PROBLEM TO SOLVE: Copy every line of the listing below, request lines included, and shift each coordinate in the answer points up by 28.

────

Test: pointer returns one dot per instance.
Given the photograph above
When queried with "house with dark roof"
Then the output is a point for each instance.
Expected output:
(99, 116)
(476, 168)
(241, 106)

────

TASK RESULT:
Test: pointer returns one dot per instance.
Given the photograph above
When queried with "house with dark roof"
Then the output is a point for each instance.
Expected output:
(127, 144)
(504, 196)
(269, 134)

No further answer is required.